* Task 1
Identify every line in the listing below that contains the string "leaf", matching case exactly, and copy each of those lines.

* Document segment
— BEGIN —

I need some help in deciding how much to spend on a new MacBook Air. Please keep the "Mac sucks, get a PC" comments to yourself as I am and have been a happy Mac user for 7 years and those posts will be suggested to the mods for deletion.

So, here we go:

Base Model

13-inch
256GB Flash Storage
1.8GHz Dual-Core i5
4GB SDRAM

What I will use it for

I am upgrading from a 2007 13-inch MacBook that, although still works, is due for an upgrade. I will use the MacBook Air for my MBA next year and will be installing Windows on it through VMWare. Other than that, I don't play any games, so I use it for music, movies, making and editing amateur videos, editing photos, browsing the internet, just the basics, really.

The most important bit is durability. I want to make sure I can use the new MacBook Air for at least 3-4 years if not longer.

What I am willing to pay more for

8GB SDRAM (+$100)


What I don't know if I have a need for

2.0GHz Dual-Core i7 (+$100)

— END —

* Task 2
List the four specifications the MacBook Air post gives for the base model.

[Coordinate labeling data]

— BEGIN —

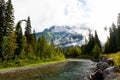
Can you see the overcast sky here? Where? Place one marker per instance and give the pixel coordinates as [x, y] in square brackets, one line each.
[95, 14]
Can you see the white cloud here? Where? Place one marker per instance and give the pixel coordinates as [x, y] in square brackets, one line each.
[44, 13]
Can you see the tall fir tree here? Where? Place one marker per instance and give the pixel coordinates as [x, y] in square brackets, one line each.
[9, 18]
[28, 30]
[97, 41]
[19, 36]
[118, 32]
[2, 23]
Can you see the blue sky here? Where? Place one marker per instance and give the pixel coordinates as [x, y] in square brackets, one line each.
[95, 14]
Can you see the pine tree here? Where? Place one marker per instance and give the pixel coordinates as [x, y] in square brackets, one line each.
[2, 23]
[118, 32]
[19, 36]
[9, 18]
[97, 41]
[28, 30]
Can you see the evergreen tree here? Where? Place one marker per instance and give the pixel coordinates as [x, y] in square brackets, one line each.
[2, 23]
[28, 30]
[9, 18]
[8, 46]
[118, 32]
[97, 41]
[18, 32]
[42, 47]
[113, 39]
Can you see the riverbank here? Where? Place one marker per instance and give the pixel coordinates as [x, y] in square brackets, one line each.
[30, 71]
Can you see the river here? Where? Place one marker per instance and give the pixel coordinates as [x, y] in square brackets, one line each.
[74, 69]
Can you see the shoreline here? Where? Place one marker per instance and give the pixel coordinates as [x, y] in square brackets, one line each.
[28, 72]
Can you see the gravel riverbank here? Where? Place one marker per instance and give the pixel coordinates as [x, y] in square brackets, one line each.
[27, 73]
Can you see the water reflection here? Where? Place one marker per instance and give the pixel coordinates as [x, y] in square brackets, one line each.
[73, 70]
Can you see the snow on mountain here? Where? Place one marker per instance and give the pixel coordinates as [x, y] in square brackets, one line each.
[66, 36]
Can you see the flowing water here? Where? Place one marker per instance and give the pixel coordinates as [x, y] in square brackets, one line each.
[74, 69]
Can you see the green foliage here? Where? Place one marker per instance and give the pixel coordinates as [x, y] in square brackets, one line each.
[116, 58]
[74, 52]
[17, 49]
[28, 31]
[18, 32]
[96, 51]
[93, 48]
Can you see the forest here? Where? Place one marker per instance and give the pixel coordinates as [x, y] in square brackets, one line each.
[20, 49]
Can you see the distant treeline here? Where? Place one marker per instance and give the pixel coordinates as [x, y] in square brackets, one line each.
[18, 49]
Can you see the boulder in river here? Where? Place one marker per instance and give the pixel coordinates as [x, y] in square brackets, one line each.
[111, 76]
[108, 71]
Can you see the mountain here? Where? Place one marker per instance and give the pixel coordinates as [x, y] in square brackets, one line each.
[65, 36]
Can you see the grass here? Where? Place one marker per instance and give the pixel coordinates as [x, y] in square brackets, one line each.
[116, 58]
[31, 65]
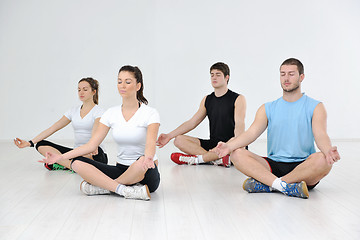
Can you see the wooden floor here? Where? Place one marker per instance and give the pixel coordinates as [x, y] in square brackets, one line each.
[192, 202]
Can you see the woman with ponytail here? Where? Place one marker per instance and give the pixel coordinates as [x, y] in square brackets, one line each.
[135, 127]
[85, 119]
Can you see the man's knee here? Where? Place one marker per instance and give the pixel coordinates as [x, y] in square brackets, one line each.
[237, 155]
[320, 163]
[179, 141]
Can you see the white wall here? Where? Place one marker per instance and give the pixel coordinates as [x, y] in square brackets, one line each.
[47, 46]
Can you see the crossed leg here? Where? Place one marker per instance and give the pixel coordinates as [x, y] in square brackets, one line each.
[192, 146]
[312, 170]
[91, 174]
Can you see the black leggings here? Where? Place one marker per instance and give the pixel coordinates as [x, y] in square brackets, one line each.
[100, 157]
[151, 178]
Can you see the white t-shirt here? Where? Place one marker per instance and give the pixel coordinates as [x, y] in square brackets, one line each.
[83, 126]
[130, 136]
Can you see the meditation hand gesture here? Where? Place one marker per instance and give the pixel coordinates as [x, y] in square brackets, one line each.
[222, 149]
[332, 155]
[163, 140]
[21, 143]
[51, 158]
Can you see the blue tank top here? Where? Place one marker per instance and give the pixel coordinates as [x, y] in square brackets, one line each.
[289, 136]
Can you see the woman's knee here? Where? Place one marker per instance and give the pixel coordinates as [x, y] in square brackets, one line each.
[76, 165]
[237, 155]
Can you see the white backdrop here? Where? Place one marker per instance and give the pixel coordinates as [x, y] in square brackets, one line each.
[47, 46]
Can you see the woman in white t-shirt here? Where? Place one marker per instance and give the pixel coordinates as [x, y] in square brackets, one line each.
[135, 127]
[85, 119]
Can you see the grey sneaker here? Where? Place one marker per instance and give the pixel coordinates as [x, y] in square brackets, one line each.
[90, 190]
[137, 191]
[295, 189]
[251, 185]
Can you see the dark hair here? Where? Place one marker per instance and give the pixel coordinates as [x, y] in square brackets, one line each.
[223, 67]
[94, 84]
[294, 61]
[138, 76]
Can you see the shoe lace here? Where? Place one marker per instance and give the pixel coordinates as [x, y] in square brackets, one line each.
[188, 159]
[290, 189]
[57, 167]
[261, 187]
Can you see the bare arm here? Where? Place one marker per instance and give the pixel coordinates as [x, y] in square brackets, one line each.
[240, 111]
[255, 130]
[150, 147]
[89, 147]
[61, 123]
[319, 125]
[185, 127]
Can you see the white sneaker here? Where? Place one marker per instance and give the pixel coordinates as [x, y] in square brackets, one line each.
[137, 191]
[90, 190]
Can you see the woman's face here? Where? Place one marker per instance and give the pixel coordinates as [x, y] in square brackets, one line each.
[85, 92]
[127, 85]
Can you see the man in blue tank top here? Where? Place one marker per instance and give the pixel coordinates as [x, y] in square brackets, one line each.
[293, 121]
[225, 110]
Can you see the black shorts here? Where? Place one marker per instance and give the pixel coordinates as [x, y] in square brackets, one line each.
[151, 178]
[100, 157]
[209, 144]
[280, 169]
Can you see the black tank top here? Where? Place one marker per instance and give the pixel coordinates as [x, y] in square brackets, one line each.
[220, 111]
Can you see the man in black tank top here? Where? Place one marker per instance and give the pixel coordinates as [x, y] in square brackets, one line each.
[225, 110]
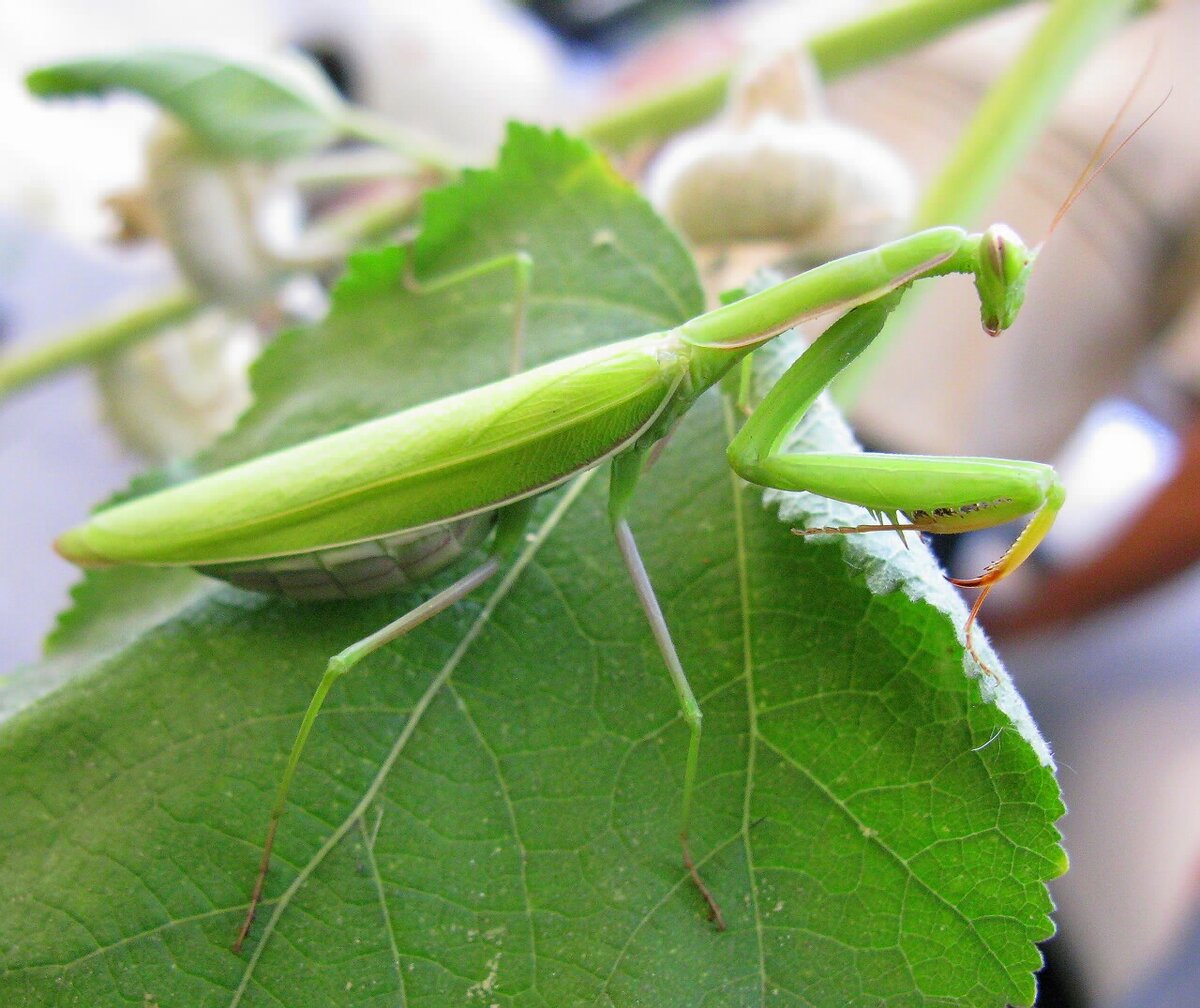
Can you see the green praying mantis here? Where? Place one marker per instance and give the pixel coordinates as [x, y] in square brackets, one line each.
[390, 502]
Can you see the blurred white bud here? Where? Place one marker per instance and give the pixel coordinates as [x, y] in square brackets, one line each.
[223, 221]
[455, 70]
[775, 168]
[173, 395]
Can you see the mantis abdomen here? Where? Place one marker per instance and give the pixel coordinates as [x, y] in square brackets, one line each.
[360, 569]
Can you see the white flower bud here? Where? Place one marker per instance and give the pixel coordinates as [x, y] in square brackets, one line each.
[211, 213]
[173, 395]
[774, 168]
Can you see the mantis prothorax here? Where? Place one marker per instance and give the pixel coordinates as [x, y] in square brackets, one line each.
[396, 499]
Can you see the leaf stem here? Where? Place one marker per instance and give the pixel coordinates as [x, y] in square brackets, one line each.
[97, 340]
[837, 53]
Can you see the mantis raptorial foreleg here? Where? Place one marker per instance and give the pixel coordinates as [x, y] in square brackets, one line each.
[939, 495]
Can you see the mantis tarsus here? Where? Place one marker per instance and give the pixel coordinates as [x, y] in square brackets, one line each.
[396, 499]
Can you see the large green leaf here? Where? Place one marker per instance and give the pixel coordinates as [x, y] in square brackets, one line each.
[876, 827]
[256, 108]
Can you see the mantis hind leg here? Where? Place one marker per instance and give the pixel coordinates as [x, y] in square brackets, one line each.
[624, 475]
[520, 262]
[510, 526]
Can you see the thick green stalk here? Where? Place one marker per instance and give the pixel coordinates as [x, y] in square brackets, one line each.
[96, 341]
[1003, 127]
[837, 53]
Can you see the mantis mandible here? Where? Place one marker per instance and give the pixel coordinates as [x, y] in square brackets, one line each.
[394, 501]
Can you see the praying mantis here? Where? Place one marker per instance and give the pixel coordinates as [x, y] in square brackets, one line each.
[394, 501]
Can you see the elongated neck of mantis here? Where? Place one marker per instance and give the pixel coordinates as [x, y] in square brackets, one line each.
[723, 336]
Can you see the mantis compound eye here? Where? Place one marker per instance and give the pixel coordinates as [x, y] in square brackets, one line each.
[1005, 263]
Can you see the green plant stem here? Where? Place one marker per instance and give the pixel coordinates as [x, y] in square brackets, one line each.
[837, 53]
[96, 341]
[424, 151]
[1008, 120]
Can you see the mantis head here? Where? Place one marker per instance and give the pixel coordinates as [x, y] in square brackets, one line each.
[1002, 271]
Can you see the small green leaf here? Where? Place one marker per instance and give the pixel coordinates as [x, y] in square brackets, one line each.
[876, 827]
[255, 108]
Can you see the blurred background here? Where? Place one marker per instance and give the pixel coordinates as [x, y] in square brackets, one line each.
[1101, 375]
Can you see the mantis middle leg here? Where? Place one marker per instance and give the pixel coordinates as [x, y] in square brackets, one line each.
[625, 471]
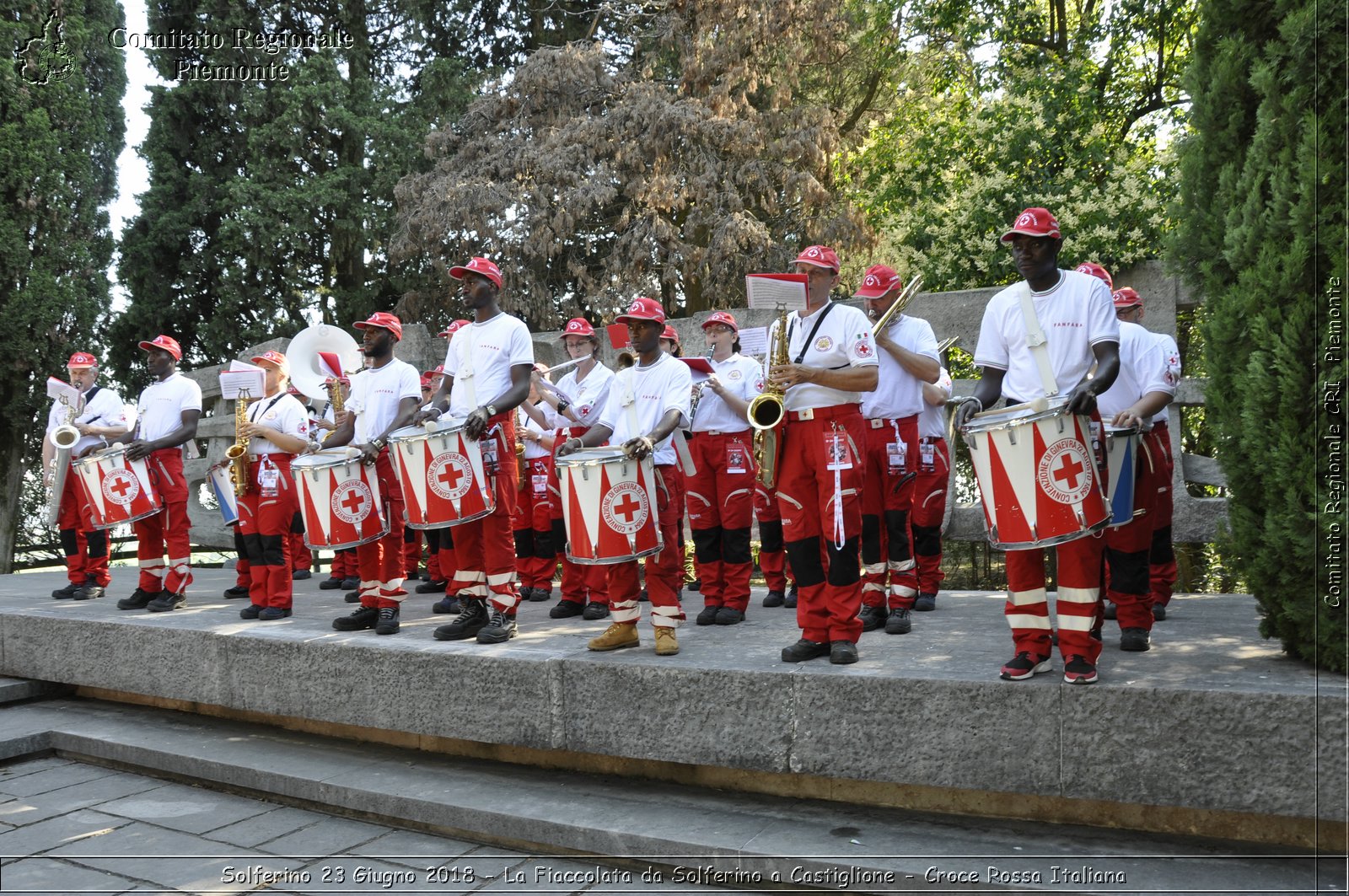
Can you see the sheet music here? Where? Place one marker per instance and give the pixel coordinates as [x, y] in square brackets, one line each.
[776, 290]
[755, 341]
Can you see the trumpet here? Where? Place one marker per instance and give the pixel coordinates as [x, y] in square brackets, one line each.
[64, 439]
[768, 410]
[900, 304]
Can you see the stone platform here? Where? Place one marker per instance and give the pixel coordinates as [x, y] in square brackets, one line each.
[1212, 733]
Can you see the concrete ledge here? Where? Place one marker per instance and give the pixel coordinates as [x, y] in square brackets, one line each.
[1212, 729]
[739, 840]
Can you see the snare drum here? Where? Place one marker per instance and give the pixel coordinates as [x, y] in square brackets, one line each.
[609, 503]
[119, 490]
[1038, 474]
[223, 486]
[1121, 453]
[442, 473]
[339, 500]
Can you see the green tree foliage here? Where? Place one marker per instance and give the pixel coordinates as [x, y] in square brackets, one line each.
[672, 162]
[1263, 236]
[270, 200]
[61, 130]
[1007, 105]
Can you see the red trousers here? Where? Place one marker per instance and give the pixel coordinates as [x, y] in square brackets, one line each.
[533, 523]
[721, 510]
[582, 583]
[664, 572]
[822, 518]
[265, 528]
[85, 547]
[381, 561]
[1162, 559]
[888, 471]
[928, 510]
[166, 530]
[487, 541]
[772, 554]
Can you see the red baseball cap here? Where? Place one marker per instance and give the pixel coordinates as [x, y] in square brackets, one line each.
[722, 318]
[879, 281]
[642, 308]
[1034, 222]
[1096, 270]
[1126, 297]
[384, 320]
[166, 343]
[579, 327]
[274, 358]
[820, 256]
[479, 266]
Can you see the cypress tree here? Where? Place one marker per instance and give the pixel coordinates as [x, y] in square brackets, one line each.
[1261, 235]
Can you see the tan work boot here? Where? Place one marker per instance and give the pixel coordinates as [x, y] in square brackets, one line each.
[667, 644]
[617, 636]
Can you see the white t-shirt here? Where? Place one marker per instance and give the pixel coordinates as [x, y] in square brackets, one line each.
[1173, 355]
[897, 392]
[481, 357]
[105, 409]
[932, 420]
[587, 395]
[842, 341]
[159, 409]
[1143, 368]
[287, 416]
[1076, 314]
[744, 378]
[641, 395]
[375, 394]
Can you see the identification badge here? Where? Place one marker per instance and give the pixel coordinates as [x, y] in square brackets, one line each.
[836, 451]
[927, 456]
[896, 453]
[267, 480]
[737, 459]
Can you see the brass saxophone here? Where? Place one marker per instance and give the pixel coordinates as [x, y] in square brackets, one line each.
[768, 410]
[238, 453]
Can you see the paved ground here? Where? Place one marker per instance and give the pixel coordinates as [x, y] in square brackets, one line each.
[71, 828]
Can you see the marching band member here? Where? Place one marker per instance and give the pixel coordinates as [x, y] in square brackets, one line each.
[721, 494]
[1074, 309]
[930, 491]
[1139, 392]
[820, 480]
[384, 399]
[277, 431]
[647, 402]
[536, 555]
[1162, 559]
[101, 417]
[487, 370]
[168, 415]
[890, 446]
[578, 404]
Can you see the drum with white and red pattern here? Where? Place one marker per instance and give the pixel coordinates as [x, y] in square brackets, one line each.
[119, 490]
[443, 474]
[339, 500]
[609, 503]
[1038, 474]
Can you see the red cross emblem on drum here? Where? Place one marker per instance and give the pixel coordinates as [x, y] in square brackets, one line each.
[121, 486]
[625, 507]
[449, 475]
[352, 501]
[1063, 473]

— END —

* Task answer 1
Can you see the leaf stem here? Where? Place one marker per instance and give the pixel coordinates as [x, y] in square brackets, one line each.
Can you see the large green leaf here? Where? Place one marker per instance and give the pixel coordinates as [x, y] in square brackets, one line each.
Can you see the small green leaf here? Where? Place one marker per instance and give the pixel coordinates as [x, y] in square brackets, one line each.

* Task answer 2
13-inch
256GB Flash Storage
1.8GHz Dual-Core i5
4GB SDRAM